▶ THINGS TO DO:
[1] List the four features that, according to the thesis abstract on high-speed 3D imaging of liquid jets, surfaces and respiratory droplets, were extracted from the transient 3D event reconstructed with the structured illumination technique.
[2] Extend the thesis abstract on high-speed 3D imaging of liquid jets, surfaces and respiratory droplets, picking up after its final sentence.

▶ PROVIDED TEXT:
High-speed 3D imaging of liquid jets, surfaces and respiratory droplets

Sprays are commonly found in, among other, combustion, agriculture and food processing. For each of these applications, the understanding of spray liquid dynamics is crucial for optimization of efficiency, accuracy, and robustness of the spray­-system in use. Sprays are also found as a collection of respiratory droplets ejected when people are speaking, yelling, coughing etc. that is one of the main transmission routes for viral disease in the recent COVID­19 pandemic. The experimental research performed on these sprays is often in 2D and not seldom on average data. However, the spray dynamics of interest acts in 3D space, during very short timescales and are stochastically unique. Here, instantaneous high-­speed 3D imaging is required to fully characterize these events.

This thesis applies and analyses three different laser­-based instantaneous high­-speed 3D imaging techniques on three different liquid dynamics. These include, (1) volumetric Laser Induced Fluorescence (LIF) imaging of liquid jets, (2) LIF structured illumination for surface 3D reconstruction of a liquid hollow cone sheet and (3) stereoscopic particle tracking velocimetry of respiratory droplets. The volumetric imaging was found to be challenging because of refractive effects at the liquid­-air interface. The structured illumination 3D reconstruction technique managed to reconstruct a transient 3D event where liquid breakups, ruptures, surface ­waves, and ejection angles were extracted. Simulations found that the used reconstruction was accurate to below 1% of the structure and could resolve small surface waves with a height up to 65% of the theoretical limit. Finally, the stereoscopic imaging extracted 3D tracks of respiratory droplets with found experimental average speed uncertainties around 0.3 m/s. In addition, this experiment enabled simultaneous estimation of speed and size of respiratory droplets that give valuable information on the risks of disease spreading.

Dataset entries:
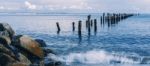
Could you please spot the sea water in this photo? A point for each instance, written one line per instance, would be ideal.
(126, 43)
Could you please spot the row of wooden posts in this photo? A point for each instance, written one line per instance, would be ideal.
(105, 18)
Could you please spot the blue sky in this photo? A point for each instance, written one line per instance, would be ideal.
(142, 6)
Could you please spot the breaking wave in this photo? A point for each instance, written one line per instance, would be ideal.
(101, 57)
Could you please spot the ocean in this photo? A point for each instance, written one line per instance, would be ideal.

▶ ACTIVITY ANSWERS:
[1] Liquid breakups, ruptures, surface waves, ejection angles

[2]
The presented instantaneous high­-speed 3D reconstruction techniques can provide data that paves the way towards a deeper understanding of liquid dynamics in general and sprays in particular. The data is advantageous partly since it can be directly applied by modellers to improve and validate their simulations. In the future, both more validation and application of the presented techniques are required which is enabled by the open-­sourced software and data that this thesis provides.